**Goal:**
Rewrite the listing lines starting at the line that contains "In this picture, where can the cabinet knob" and ending at the line that contains "point(297, 166)", changing "cabinet door" to "cupboard door" and leaving everything else unchanged.

**Records provided:**
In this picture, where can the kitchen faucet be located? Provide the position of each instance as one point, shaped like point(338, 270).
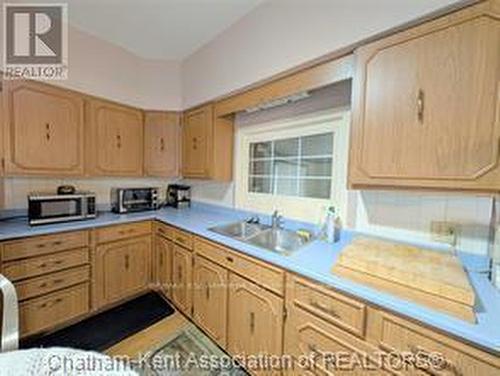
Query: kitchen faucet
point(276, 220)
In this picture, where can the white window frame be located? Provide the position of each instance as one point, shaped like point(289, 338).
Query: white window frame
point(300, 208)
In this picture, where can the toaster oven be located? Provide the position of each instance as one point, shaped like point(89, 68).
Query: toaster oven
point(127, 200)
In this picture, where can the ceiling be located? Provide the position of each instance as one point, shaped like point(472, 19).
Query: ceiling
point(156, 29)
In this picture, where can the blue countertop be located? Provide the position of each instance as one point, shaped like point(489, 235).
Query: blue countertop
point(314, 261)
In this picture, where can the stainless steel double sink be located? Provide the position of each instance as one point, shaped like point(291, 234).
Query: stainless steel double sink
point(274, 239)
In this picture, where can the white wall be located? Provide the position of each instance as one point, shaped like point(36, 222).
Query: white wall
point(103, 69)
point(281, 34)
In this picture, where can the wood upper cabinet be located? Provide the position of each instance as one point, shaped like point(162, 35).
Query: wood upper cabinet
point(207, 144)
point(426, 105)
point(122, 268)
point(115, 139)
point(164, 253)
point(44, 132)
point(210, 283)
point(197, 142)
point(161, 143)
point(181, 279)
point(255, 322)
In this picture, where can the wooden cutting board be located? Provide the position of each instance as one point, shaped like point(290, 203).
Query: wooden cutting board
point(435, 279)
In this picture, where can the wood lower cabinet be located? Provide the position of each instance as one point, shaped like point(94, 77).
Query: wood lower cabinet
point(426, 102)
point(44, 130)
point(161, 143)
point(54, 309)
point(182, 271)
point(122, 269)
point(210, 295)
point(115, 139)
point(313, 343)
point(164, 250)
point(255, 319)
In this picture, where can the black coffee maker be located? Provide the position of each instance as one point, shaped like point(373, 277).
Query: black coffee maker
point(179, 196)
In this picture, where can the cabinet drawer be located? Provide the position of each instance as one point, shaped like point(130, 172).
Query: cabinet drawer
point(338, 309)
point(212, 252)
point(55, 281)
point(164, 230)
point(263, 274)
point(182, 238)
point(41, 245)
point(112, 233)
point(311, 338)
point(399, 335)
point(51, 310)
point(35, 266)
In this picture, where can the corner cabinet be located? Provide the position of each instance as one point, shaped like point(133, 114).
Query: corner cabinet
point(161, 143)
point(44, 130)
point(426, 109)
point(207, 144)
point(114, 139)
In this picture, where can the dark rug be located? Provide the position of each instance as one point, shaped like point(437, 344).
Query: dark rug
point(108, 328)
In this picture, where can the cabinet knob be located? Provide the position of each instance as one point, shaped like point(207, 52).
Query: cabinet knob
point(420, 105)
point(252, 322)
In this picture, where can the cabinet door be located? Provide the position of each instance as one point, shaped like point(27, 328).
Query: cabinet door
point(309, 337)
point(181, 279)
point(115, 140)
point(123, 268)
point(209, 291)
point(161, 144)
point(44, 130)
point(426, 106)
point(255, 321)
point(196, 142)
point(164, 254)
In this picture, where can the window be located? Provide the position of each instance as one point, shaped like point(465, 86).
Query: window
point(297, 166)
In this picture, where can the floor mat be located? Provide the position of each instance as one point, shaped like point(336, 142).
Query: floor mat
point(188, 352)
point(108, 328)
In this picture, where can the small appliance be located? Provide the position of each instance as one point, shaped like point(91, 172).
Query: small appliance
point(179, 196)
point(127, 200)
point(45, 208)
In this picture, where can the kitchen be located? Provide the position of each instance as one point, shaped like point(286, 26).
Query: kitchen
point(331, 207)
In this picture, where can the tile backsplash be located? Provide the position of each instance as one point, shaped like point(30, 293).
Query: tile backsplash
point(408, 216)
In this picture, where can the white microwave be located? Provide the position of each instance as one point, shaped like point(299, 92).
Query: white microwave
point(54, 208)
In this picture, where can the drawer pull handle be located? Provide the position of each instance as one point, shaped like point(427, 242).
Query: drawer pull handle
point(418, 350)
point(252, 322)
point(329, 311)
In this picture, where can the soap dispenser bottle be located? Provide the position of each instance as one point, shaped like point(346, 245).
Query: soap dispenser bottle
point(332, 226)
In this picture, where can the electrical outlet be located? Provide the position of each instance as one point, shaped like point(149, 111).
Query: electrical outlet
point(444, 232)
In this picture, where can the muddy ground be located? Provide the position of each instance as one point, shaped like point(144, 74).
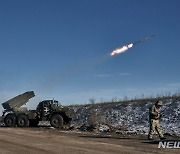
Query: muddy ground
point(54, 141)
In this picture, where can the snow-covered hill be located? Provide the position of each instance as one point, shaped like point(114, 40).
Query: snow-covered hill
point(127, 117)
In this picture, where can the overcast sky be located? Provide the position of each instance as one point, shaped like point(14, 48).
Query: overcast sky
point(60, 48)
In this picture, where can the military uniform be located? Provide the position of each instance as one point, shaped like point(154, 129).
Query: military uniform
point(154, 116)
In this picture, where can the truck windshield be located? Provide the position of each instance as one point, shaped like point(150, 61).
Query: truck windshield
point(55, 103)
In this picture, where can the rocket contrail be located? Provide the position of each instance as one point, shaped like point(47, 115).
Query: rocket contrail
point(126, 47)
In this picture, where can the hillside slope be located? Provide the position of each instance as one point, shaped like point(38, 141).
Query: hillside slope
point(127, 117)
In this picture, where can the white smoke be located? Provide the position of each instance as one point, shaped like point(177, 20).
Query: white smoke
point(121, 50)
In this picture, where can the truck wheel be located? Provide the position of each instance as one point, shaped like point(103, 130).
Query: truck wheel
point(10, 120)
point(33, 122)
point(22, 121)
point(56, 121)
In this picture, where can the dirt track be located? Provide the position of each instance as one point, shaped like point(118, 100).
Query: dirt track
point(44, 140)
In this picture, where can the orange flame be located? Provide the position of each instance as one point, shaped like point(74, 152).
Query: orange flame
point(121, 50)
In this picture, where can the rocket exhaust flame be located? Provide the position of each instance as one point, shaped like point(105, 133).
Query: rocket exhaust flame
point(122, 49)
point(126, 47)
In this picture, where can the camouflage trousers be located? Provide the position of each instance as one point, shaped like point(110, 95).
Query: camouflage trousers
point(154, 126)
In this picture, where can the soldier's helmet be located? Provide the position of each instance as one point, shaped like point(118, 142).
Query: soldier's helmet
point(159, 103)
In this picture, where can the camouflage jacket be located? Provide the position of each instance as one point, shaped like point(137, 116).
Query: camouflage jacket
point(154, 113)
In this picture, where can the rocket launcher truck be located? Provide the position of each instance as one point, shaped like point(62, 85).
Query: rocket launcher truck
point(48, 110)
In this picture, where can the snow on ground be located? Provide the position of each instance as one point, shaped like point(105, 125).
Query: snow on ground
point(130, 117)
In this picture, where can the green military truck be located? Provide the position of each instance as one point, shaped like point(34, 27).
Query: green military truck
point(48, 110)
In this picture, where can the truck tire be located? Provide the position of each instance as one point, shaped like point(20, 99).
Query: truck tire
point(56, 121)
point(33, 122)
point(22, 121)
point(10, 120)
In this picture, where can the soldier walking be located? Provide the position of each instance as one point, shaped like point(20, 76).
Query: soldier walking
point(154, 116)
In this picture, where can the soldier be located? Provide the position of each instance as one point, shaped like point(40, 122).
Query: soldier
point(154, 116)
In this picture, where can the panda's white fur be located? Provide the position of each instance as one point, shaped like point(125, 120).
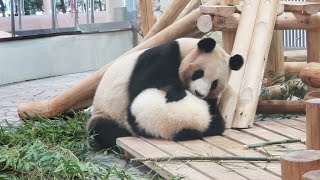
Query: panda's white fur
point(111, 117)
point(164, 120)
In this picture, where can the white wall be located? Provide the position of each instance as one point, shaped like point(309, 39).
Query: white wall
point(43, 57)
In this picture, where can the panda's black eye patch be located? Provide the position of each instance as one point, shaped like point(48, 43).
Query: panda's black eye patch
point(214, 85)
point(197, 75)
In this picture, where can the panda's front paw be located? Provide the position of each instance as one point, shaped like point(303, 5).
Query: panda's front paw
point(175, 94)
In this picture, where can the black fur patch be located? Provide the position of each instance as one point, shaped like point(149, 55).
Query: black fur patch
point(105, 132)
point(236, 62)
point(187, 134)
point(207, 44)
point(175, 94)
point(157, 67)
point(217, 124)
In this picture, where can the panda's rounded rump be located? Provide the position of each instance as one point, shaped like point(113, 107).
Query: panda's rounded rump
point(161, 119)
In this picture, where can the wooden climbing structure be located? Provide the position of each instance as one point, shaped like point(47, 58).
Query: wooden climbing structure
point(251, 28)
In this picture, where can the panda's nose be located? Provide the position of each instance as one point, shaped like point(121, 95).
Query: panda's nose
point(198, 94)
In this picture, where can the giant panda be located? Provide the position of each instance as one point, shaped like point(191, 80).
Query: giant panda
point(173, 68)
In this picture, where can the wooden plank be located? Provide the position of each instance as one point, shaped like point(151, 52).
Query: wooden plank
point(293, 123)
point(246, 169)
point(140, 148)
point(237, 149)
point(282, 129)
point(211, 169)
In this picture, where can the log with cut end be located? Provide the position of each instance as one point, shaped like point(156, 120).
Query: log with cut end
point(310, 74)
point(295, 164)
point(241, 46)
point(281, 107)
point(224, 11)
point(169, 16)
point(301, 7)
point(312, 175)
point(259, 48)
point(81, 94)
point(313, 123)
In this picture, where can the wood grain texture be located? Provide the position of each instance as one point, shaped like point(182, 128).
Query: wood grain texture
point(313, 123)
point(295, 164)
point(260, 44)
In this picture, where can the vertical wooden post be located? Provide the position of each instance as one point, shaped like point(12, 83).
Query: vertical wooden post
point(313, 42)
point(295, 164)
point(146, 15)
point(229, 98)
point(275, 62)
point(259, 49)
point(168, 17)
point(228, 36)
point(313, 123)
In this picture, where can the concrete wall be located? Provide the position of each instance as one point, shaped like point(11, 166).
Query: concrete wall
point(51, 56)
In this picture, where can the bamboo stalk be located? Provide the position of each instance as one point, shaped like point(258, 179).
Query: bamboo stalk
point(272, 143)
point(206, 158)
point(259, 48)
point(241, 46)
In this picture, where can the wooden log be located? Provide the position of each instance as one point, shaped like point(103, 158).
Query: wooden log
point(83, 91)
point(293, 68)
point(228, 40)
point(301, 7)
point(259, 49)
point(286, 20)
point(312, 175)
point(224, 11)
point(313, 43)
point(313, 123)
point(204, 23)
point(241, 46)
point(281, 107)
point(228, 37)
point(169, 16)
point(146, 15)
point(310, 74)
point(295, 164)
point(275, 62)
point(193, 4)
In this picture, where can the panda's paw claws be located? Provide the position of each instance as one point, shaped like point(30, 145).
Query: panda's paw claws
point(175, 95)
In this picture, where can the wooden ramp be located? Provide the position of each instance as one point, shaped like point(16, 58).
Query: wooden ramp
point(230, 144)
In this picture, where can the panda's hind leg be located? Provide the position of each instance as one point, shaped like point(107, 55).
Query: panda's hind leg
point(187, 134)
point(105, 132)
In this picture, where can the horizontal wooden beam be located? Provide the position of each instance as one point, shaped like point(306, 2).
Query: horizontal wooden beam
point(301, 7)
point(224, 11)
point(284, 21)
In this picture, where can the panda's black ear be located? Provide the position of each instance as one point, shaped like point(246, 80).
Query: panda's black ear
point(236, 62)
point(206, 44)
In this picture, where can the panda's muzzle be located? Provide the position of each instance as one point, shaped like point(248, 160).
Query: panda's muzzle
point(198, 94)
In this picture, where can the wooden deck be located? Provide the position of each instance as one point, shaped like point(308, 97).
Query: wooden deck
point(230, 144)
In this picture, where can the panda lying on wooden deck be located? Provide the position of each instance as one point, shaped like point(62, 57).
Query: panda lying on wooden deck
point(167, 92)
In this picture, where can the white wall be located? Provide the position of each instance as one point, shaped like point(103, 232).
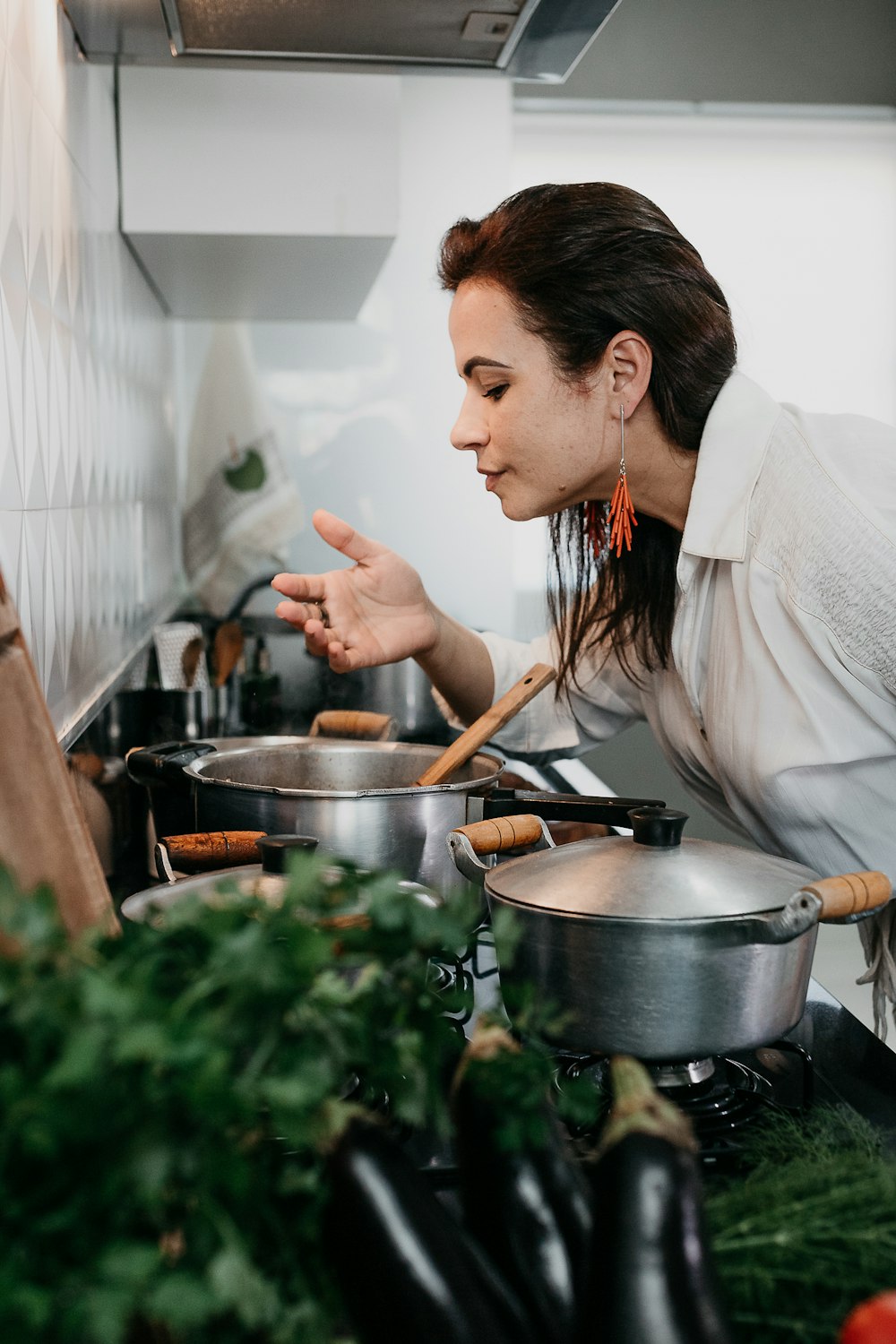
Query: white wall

**Solution to the exercise:**
In this picture, where can the cabinet knob be located? Provide the position of each instance as one point, shaped like point(207, 52).
Query: cabinet knob
point(420, 105)
point(252, 322)
In this picture, where can the cupboard door be located? Provide the position of each instance as one point, shaped like point(27, 328).
Query: cupboard door
point(309, 337)
point(181, 279)
point(115, 140)
point(123, 268)
point(209, 291)
point(161, 144)
point(44, 130)
point(426, 106)
point(255, 321)
point(196, 142)
point(164, 254)
In this picture, where can the window be located? Provide the position of each instance as one point, shaped like point(465, 86).
Query: window
point(297, 166)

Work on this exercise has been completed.